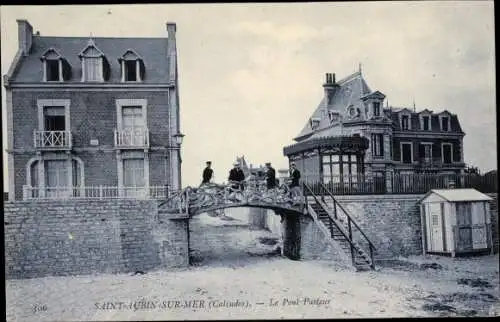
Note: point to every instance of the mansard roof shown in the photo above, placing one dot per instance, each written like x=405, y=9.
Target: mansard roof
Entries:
x=91, y=50
x=130, y=54
x=349, y=92
x=376, y=94
x=30, y=69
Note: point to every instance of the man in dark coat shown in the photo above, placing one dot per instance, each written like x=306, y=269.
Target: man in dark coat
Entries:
x=237, y=175
x=270, y=176
x=207, y=173
x=294, y=177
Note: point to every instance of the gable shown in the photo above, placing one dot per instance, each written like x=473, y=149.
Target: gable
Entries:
x=91, y=50
x=51, y=53
x=130, y=54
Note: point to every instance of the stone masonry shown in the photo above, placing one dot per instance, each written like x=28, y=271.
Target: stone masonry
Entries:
x=54, y=238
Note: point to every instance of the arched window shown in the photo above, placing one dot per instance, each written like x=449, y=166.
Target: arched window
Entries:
x=33, y=170
x=55, y=67
x=132, y=66
x=95, y=67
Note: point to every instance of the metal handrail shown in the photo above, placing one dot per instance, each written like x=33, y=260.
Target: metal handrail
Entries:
x=331, y=219
x=347, y=214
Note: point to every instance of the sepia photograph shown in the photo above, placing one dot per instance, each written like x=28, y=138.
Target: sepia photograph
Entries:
x=249, y=161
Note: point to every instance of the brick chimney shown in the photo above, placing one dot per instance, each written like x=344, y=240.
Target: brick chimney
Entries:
x=330, y=86
x=25, y=36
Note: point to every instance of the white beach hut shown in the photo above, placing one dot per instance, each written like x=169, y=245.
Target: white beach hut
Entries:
x=455, y=221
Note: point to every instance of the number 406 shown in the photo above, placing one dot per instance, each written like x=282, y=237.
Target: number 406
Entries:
x=39, y=308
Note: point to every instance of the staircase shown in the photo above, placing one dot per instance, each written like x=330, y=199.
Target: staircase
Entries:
x=340, y=226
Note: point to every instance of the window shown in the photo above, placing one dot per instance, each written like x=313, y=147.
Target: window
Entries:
x=54, y=118
x=56, y=177
x=133, y=176
x=378, y=145
x=390, y=146
x=333, y=116
x=445, y=123
x=447, y=150
x=406, y=153
x=93, y=69
x=52, y=69
x=133, y=126
x=130, y=70
x=314, y=123
x=376, y=108
x=405, y=122
x=55, y=67
x=93, y=63
x=425, y=152
x=341, y=168
x=426, y=123
x=132, y=66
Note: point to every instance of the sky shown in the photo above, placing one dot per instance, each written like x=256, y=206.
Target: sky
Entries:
x=250, y=75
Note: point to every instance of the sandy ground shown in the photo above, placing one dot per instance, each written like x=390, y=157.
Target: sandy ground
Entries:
x=265, y=287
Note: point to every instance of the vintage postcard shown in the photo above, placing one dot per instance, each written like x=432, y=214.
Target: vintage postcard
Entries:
x=250, y=161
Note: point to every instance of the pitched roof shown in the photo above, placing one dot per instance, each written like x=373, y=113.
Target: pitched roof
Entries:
x=454, y=195
x=349, y=92
x=154, y=52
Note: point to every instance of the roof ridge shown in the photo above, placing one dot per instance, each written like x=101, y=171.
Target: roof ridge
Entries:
x=97, y=37
x=350, y=77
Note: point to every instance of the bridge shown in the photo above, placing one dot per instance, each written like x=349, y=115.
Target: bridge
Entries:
x=213, y=197
x=316, y=205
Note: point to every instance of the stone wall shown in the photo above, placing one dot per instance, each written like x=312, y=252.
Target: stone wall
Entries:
x=392, y=222
x=53, y=238
x=494, y=221
x=314, y=244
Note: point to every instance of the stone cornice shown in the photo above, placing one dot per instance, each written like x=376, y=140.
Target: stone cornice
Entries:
x=104, y=149
x=90, y=86
x=427, y=134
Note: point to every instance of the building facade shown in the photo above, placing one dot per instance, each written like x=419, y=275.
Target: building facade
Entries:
x=92, y=117
x=352, y=134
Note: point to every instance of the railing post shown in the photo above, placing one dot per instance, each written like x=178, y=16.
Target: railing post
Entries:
x=371, y=255
x=352, y=242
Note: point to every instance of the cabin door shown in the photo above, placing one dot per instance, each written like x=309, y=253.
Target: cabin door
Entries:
x=479, y=226
x=464, y=226
x=436, y=227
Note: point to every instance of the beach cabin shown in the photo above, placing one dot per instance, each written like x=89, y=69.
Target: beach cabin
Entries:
x=455, y=221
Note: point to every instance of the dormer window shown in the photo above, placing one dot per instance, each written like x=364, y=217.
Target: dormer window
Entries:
x=333, y=116
x=445, y=123
x=314, y=123
x=52, y=70
x=376, y=108
x=95, y=67
x=132, y=66
x=55, y=67
x=426, y=123
x=405, y=122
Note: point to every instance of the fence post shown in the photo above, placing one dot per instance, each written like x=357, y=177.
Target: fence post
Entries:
x=388, y=180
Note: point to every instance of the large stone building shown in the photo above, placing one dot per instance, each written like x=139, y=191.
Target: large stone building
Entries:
x=351, y=133
x=92, y=116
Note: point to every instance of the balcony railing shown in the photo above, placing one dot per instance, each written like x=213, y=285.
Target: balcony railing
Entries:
x=52, y=139
x=390, y=183
x=94, y=192
x=136, y=138
x=435, y=162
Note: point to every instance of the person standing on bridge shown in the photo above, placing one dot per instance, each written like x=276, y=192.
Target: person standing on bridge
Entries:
x=270, y=176
x=236, y=175
x=294, y=184
x=207, y=173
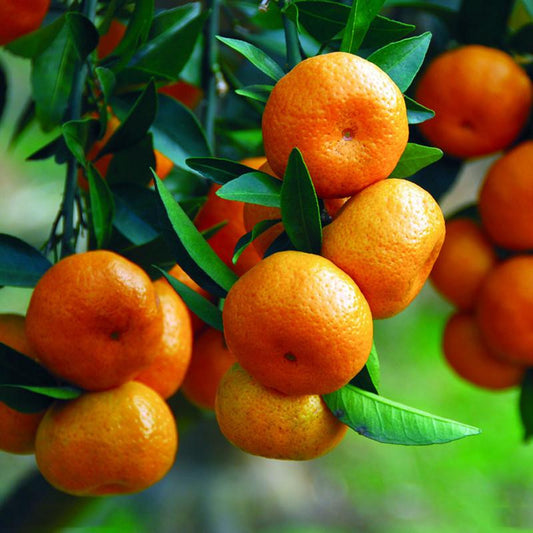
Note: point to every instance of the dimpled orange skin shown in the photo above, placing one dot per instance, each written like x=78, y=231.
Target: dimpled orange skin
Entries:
x=17, y=430
x=347, y=117
x=19, y=17
x=466, y=257
x=117, y=441
x=504, y=309
x=298, y=324
x=264, y=422
x=94, y=319
x=387, y=238
x=506, y=199
x=173, y=355
x=217, y=210
x=481, y=98
x=469, y=355
x=210, y=361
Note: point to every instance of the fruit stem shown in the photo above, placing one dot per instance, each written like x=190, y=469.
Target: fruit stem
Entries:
x=210, y=68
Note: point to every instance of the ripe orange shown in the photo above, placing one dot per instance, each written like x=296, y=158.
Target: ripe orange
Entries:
x=298, y=324
x=210, y=361
x=466, y=257
x=217, y=210
x=481, y=98
x=506, y=199
x=17, y=18
x=387, y=238
x=265, y=422
x=177, y=272
x=94, y=319
x=117, y=441
x=347, y=117
x=505, y=309
x=173, y=355
x=17, y=430
x=471, y=357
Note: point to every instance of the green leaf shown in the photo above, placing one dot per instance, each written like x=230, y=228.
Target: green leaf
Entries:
x=256, y=56
x=216, y=169
x=21, y=265
x=402, y=60
x=102, y=206
x=254, y=188
x=417, y=113
x=389, y=422
x=526, y=404
x=362, y=13
x=191, y=250
x=414, y=158
x=136, y=124
x=300, y=211
x=199, y=305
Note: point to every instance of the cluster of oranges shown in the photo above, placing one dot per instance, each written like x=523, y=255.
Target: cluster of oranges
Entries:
x=482, y=99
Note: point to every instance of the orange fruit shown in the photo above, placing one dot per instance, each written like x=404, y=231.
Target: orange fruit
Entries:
x=481, y=98
x=265, y=422
x=173, y=355
x=210, y=361
x=117, y=441
x=94, y=319
x=505, y=309
x=298, y=324
x=217, y=210
x=177, y=272
x=387, y=238
x=347, y=117
x=17, y=18
x=466, y=257
x=17, y=430
x=469, y=355
x=506, y=199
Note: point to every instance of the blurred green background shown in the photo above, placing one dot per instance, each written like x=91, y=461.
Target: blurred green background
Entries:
x=482, y=483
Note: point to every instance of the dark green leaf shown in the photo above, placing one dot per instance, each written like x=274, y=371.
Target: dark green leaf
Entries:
x=136, y=124
x=300, y=211
x=21, y=265
x=526, y=404
x=402, y=60
x=414, y=158
x=389, y=422
x=254, y=188
x=199, y=305
x=361, y=15
x=417, y=113
x=191, y=250
x=102, y=206
x=256, y=56
x=217, y=169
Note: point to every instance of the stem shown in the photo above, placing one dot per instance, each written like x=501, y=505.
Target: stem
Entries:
x=209, y=70
x=74, y=113
x=291, y=40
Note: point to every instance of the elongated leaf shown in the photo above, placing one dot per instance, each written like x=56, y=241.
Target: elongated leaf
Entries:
x=199, y=305
x=300, y=211
x=389, y=422
x=361, y=15
x=21, y=265
x=256, y=56
x=417, y=113
x=253, y=188
x=403, y=59
x=414, y=158
x=191, y=250
x=102, y=206
x=217, y=169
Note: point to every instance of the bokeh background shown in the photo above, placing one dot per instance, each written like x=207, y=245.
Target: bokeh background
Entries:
x=482, y=483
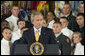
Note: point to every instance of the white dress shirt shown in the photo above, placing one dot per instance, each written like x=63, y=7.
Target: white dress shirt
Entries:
x=67, y=32
x=13, y=22
x=38, y=32
x=79, y=49
x=16, y=35
x=5, y=48
x=50, y=25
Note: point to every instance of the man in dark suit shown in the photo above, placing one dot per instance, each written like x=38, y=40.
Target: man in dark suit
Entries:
x=80, y=22
x=67, y=13
x=62, y=40
x=46, y=35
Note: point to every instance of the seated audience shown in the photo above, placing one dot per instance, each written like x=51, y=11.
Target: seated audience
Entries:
x=78, y=47
x=67, y=32
x=5, y=42
x=80, y=22
x=19, y=32
x=62, y=40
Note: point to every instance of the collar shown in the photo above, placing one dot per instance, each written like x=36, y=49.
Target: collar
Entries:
x=57, y=34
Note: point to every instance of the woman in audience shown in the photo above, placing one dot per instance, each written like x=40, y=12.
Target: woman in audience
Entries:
x=78, y=47
x=21, y=28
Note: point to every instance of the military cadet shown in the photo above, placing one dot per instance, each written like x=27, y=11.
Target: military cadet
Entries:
x=66, y=12
x=63, y=41
x=79, y=48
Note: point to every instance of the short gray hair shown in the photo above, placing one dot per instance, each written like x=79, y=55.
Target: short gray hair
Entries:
x=34, y=14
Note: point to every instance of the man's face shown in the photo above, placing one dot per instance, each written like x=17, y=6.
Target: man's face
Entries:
x=21, y=24
x=80, y=20
x=64, y=22
x=15, y=11
x=82, y=8
x=57, y=28
x=66, y=9
x=50, y=16
x=38, y=20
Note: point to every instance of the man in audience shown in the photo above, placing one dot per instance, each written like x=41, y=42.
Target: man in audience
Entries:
x=81, y=9
x=5, y=42
x=79, y=48
x=71, y=19
x=13, y=18
x=80, y=22
x=62, y=40
x=50, y=19
x=67, y=32
x=21, y=28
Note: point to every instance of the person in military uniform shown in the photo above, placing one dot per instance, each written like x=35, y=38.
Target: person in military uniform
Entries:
x=80, y=22
x=62, y=40
x=66, y=12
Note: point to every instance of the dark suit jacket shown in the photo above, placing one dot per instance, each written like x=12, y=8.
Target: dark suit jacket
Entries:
x=64, y=45
x=47, y=36
x=72, y=23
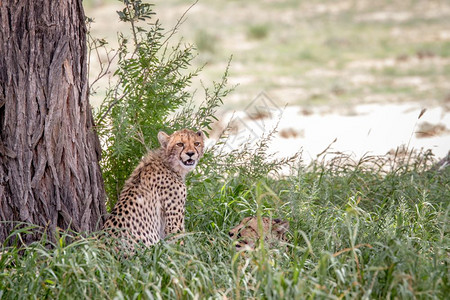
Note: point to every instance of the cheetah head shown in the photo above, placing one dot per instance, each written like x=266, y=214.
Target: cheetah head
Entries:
x=247, y=232
x=183, y=148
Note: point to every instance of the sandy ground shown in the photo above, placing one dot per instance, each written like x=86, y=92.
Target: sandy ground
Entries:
x=373, y=129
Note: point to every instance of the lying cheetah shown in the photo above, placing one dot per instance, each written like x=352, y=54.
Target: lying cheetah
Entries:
x=247, y=232
x=151, y=204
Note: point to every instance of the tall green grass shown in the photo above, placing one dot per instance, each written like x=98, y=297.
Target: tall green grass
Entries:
x=357, y=232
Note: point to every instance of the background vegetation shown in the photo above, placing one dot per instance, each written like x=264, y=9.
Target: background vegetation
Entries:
x=376, y=228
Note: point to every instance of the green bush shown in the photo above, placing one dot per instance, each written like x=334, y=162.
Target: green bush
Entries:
x=150, y=95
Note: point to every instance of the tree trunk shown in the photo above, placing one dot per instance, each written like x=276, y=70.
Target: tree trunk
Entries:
x=49, y=151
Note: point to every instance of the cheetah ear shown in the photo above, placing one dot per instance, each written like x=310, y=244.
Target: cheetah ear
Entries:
x=163, y=139
x=201, y=134
x=280, y=226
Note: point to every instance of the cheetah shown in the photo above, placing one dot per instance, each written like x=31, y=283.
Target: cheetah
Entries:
x=152, y=202
x=247, y=232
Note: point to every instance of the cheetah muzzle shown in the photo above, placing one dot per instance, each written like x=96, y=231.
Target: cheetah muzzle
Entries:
x=247, y=233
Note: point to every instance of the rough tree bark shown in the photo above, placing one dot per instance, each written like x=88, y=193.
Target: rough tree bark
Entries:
x=49, y=152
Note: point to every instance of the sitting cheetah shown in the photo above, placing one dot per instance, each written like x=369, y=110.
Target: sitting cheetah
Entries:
x=151, y=204
x=247, y=232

• • • •

● **Stated problem**:
Render the material from its first line through the line containing "x=54, y=238", inclusive, as a Markdown table with the columns Row and Line, giving each line its own numbered row. Omit blank lines and the pictures.

● **The reply**:
| Row | Line |
|---|---|
| 1 | Note: point to every instance of the mansard roof shown in the photo above, placing one dot per instance, each written like x=405, y=9. |
| 2 | Target: mansard roof |
| 3 | Entries: |
| 4 | x=91, y=50 |
| 5 | x=130, y=54 |
| 6 | x=349, y=92 |
| 7 | x=376, y=94 |
| 8 | x=30, y=69 |
| 9 | Note: point to every instance of the man in dark coat shown in the photo above, placing one dot per instance, each written like x=306, y=269. |
| 10 | Target: man in dark coat |
| 11 | Entries: |
| 12 | x=237, y=175 |
| 13 | x=270, y=176 |
| 14 | x=207, y=173 |
| 15 | x=294, y=177 |
| 16 | Note: point to every instance of the gable shown in the photo above, placing one dot per instance, each written like x=473, y=149. |
| 17 | Target: gable |
| 18 | Entries: |
| 19 | x=91, y=50 |
| 20 | x=51, y=53 |
| 21 | x=130, y=54 |
| 22 | Note: point to every instance of the stone masonry shown in the photo above, placing one dot per instance, each written like x=28, y=271. |
| 23 | Target: stone masonry |
| 24 | Entries: |
| 25 | x=54, y=238 |